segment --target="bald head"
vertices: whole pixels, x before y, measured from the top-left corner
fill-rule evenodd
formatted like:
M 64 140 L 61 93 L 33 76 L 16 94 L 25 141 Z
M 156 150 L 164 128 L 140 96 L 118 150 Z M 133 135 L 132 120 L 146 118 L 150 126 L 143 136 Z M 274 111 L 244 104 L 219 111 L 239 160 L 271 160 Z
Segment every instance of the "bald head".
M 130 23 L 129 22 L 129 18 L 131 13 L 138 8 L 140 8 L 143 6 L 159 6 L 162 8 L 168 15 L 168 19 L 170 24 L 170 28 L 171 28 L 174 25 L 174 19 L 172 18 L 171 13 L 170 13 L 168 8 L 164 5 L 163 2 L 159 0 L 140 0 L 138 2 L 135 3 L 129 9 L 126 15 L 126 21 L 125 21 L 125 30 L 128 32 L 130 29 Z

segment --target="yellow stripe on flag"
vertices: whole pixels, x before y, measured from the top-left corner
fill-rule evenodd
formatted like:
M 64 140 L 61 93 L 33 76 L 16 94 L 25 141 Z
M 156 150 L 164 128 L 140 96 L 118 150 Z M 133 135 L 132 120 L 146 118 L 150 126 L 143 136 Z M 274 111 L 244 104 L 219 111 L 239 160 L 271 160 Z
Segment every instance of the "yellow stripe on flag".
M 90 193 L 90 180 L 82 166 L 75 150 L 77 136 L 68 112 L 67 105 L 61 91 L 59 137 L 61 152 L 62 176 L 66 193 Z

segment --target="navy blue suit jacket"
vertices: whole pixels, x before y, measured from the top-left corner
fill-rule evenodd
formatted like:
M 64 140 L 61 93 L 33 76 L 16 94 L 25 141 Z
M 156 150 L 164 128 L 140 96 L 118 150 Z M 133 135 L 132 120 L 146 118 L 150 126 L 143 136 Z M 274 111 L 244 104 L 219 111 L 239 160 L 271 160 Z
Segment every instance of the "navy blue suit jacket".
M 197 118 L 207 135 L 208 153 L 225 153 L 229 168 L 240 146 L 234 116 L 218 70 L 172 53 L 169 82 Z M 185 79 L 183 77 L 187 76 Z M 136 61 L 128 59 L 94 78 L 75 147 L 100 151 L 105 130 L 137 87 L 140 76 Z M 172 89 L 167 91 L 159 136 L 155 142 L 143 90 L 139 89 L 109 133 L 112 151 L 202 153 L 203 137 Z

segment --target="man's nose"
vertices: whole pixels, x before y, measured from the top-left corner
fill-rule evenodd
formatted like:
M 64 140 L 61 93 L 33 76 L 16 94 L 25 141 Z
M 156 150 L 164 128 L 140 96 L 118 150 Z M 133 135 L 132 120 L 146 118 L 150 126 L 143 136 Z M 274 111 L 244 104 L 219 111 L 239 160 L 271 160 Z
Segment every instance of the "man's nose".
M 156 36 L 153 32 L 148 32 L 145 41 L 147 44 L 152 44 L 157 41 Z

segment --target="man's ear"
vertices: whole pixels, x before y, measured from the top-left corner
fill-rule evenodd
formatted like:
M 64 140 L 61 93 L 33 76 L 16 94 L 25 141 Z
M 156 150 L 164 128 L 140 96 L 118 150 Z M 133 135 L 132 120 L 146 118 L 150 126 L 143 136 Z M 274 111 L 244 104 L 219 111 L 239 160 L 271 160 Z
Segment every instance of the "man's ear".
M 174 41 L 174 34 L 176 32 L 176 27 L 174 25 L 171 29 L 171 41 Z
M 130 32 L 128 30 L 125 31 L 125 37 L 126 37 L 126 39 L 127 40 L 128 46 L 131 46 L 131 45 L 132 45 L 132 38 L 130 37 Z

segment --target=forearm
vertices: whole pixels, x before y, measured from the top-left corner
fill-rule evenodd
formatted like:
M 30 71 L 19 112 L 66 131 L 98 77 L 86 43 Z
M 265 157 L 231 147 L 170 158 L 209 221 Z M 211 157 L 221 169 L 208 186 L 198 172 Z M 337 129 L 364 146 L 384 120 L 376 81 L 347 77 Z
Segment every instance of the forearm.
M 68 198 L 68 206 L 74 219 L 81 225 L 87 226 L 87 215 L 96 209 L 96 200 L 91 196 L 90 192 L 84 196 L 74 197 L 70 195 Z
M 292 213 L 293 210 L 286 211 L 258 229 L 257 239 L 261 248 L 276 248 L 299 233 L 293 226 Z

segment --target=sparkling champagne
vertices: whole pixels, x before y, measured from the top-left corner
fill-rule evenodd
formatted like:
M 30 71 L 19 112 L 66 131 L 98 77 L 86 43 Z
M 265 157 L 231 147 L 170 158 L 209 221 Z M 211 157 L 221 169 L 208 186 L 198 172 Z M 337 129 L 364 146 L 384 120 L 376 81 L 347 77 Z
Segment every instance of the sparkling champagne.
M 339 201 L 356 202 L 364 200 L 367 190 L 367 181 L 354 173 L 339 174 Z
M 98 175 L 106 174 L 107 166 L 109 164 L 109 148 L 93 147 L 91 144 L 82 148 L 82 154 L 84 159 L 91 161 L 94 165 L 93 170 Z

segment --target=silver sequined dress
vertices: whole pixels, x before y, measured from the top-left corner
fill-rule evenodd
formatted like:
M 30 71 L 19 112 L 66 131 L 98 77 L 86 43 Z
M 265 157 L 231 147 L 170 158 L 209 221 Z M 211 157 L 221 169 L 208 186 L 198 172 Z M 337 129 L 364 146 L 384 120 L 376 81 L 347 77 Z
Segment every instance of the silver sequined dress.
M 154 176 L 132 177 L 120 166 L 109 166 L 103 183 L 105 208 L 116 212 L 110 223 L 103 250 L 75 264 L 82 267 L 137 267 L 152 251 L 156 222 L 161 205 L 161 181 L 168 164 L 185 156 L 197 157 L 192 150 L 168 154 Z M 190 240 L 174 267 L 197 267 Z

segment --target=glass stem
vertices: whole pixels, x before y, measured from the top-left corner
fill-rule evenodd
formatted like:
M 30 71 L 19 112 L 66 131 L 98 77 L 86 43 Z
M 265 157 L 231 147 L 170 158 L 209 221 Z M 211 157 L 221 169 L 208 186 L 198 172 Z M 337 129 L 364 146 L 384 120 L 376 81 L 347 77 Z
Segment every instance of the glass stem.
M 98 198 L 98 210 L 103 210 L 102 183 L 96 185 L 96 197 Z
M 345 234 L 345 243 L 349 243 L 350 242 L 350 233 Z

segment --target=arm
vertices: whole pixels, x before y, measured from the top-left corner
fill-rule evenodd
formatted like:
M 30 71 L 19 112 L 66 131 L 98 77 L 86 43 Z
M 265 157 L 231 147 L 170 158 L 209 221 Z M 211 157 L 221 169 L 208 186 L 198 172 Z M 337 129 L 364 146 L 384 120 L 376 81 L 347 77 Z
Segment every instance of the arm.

====

▶ **THE REQUEST**:
Rewrite every one of the entries above, putting "upper-left corner" wherever "top-left corner" occurs and leaving everything else unchanged.

▶ **TASK RESPONSE**:
segment --target="bald head"
vertices: whole pixels, x before y, measured from the upper-left corner
fill-rule evenodd
formatted like:
M 64 140 L 61 93 L 33 76 L 16 94 L 25 141 Z
M 156 150 L 164 128 L 140 96 L 118 150 Z M 133 135 L 132 120 L 146 118 L 150 126 L 143 136 Z M 274 111 L 244 104 L 219 111 L 239 160 L 271 160 Z
Segment every instance of the "bald head".
M 130 23 L 129 22 L 129 18 L 131 13 L 138 8 L 140 8 L 143 6 L 159 6 L 162 8 L 168 15 L 168 19 L 170 24 L 170 28 L 171 28 L 174 25 L 174 19 L 172 18 L 171 13 L 170 13 L 168 8 L 164 5 L 163 2 L 159 0 L 140 0 L 138 2 L 135 3 L 129 9 L 126 15 L 126 21 L 125 21 L 125 30 L 128 32 L 130 29 Z

segment --target="yellow stripe on flag"
vertices: whole pixels, x before y, measured from the upper-left corner
fill-rule evenodd
formatted like:
M 64 140 L 61 93 L 33 76 L 16 94 L 25 141 Z
M 156 150 L 164 128 L 140 96 L 118 150 Z M 133 135 L 132 120 L 146 118 L 150 126 L 143 136 Z M 274 111 L 244 104 L 219 111 L 239 160 L 271 160 Z
Segment every instance of the "yellow stripe on flag".
M 90 193 L 90 180 L 82 166 L 75 150 L 77 136 L 68 112 L 67 105 L 61 91 L 59 137 L 61 152 L 62 176 L 66 193 Z

segment --target="navy blue suit jacket"
vertices: whole pixels, x before y, measured from the upper-left corner
fill-rule evenodd
formatted like:
M 64 140 L 61 93 L 33 76 L 16 94 L 25 141 Z
M 156 150 L 164 128 L 140 96 L 118 150 Z M 133 135 L 132 120 L 146 118 L 150 126 L 143 136 Z M 274 111 L 244 104 L 219 111 L 239 160 L 271 160 Z
Segment every instance of the "navy blue suit jacket".
M 197 118 L 207 135 L 208 153 L 225 153 L 229 168 L 240 146 L 234 116 L 218 70 L 172 53 L 169 82 Z M 185 79 L 183 77 L 187 76 Z M 136 61 L 128 59 L 94 78 L 75 147 L 100 151 L 105 130 L 137 87 L 140 76 Z M 172 89 L 167 91 L 159 136 L 155 142 L 143 90 L 139 89 L 109 133 L 112 151 L 202 153 L 203 137 Z

segment --target="man's nose"
vertices: whole pixels, x before y, measured from the upper-left corner
fill-rule evenodd
formatted like:
M 64 140 L 61 93 L 33 76 L 16 94 L 25 141 Z
M 156 150 L 164 128 L 140 96 L 118 150 Z M 133 135 L 132 120 L 146 118 L 150 126 L 143 136 Z M 274 111 L 244 104 L 219 111 L 239 160 L 271 160 Z
Segment every instance of the "man's nose".
M 156 36 L 153 32 L 148 32 L 145 41 L 147 44 L 152 44 L 157 41 Z

segment --target="man's ear"
vertices: whole pixels, x before y, measured from the upper-left corner
fill-rule evenodd
formatted like:
M 64 140 L 61 93 L 33 76 L 16 94 L 25 141 Z
M 156 150 L 164 128 L 140 96 L 118 150 Z M 133 135 L 132 120 L 146 118 L 150 126 L 143 136 Z M 274 111 L 244 104 L 219 111 L 239 160 L 271 160 Z
Segment every instance of the "man's ear".
M 174 41 L 174 34 L 176 32 L 176 27 L 174 25 L 171 29 L 171 41 Z
M 130 32 L 128 30 L 125 31 L 125 37 L 126 37 L 126 39 L 127 40 L 128 46 L 131 46 L 131 45 L 132 45 L 132 38 L 130 37 Z

segment --target=forearm
vertices: whole pixels, x before y, measured from the upper-left corner
fill-rule evenodd
formatted like:
M 30 71 L 19 112 L 66 131 L 98 77 L 86 43 Z
M 265 157 L 231 147 L 170 158 L 209 221 Z M 211 157 L 221 169 L 208 186 L 198 172 Z M 337 129 L 364 146 L 384 120 L 376 81 L 347 77 Z
Segment every instance of the forearm.
M 68 198 L 68 206 L 74 219 L 81 225 L 87 226 L 87 215 L 96 209 L 96 200 L 91 196 L 90 192 L 84 196 L 74 197 L 70 195 Z
M 292 213 L 293 210 L 286 211 L 258 229 L 257 239 L 261 248 L 276 248 L 299 233 L 293 226 Z

segment --target=sparkling champagne
vertices: whole pixels, x before y, measured from the upper-left corner
fill-rule evenodd
formatted like:
M 30 71 L 19 112 L 66 131 L 98 77 L 86 43 Z
M 265 157 L 231 147 L 170 158 L 209 221 Z M 211 157 L 221 169 L 208 186 L 198 172 Z M 337 129 L 364 146 L 384 120 L 376 81 L 347 77 Z
Segment every instance of the sparkling champagne.
M 339 201 L 356 202 L 364 200 L 367 190 L 367 181 L 354 173 L 339 174 Z
M 98 175 L 106 174 L 107 166 L 109 164 L 109 148 L 93 147 L 91 144 L 82 148 L 82 154 L 84 159 L 91 161 L 94 165 L 93 170 Z

segment --target=silver sequined dress
vertices: whole pixels, x before y, measured from the upper-left corner
fill-rule evenodd
formatted like:
M 30 71 L 19 112 L 66 131 L 98 77 L 86 43 Z
M 265 157 L 231 147 L 170 158 L 209 221 Z M 211 157 L 221 169 L 208 186 L 198 172 Z M 337 129 L 364 146 L 384 120 L 376 81 L 347 77 Z
Segment every instance of the silver sequined dress.
M 154 176 L 132 177 L 120 166 L 109 166 L 103 183 L 105 208 L 116 212 L 110 223 L 103 250 L 75 264 L 82 267 L 137 267 L 152 251 L 156 222 L 161 205 L 161 181 L 168 164 L 185 156 L 197 157 L 192 150 L 168 154 Z M 190 240 L 174 267 L 197 267 Z

segment --target=glass stem
vertices: whole pixels, x before y, measured from the upper-left corner
fill-rule evenodd
formatted like:
M 30 71 L 19 112 L 66 131 L 98 77 L 86 43 Z
M 265 157 L 231 147 L 170 158 L 209 221 Z M 211 157 L 221 169 L 208 186 L 198 172 Z M 337 129 L 364 146 L 384 120 L 376 81 L 347 77 Z
Segment every instance of the glass stem.
M 98 198 L 98 210 L 103 210 L 102 183 L 96 185 L 96 197 Z
M 345 234 L 345 243 L 349 243 L 350 242 L 350 233 Z

segment --target=arm
vertices: whole pixels, x before y, measured from the upper-left corner
fill-rule evenodd
formatted like:
M 30 71 L 19 112 L 66 131 L 98 77 L 86 43 Z
M 265 157 L 231 147 L 170 158 L 209 221 Z M 211 157 L 221 169 L 208 186 L 198 172 Z M 337 129 L 364 146 L 384 120 L 376 81 L 347 77 Z
Segment every instance of the arm.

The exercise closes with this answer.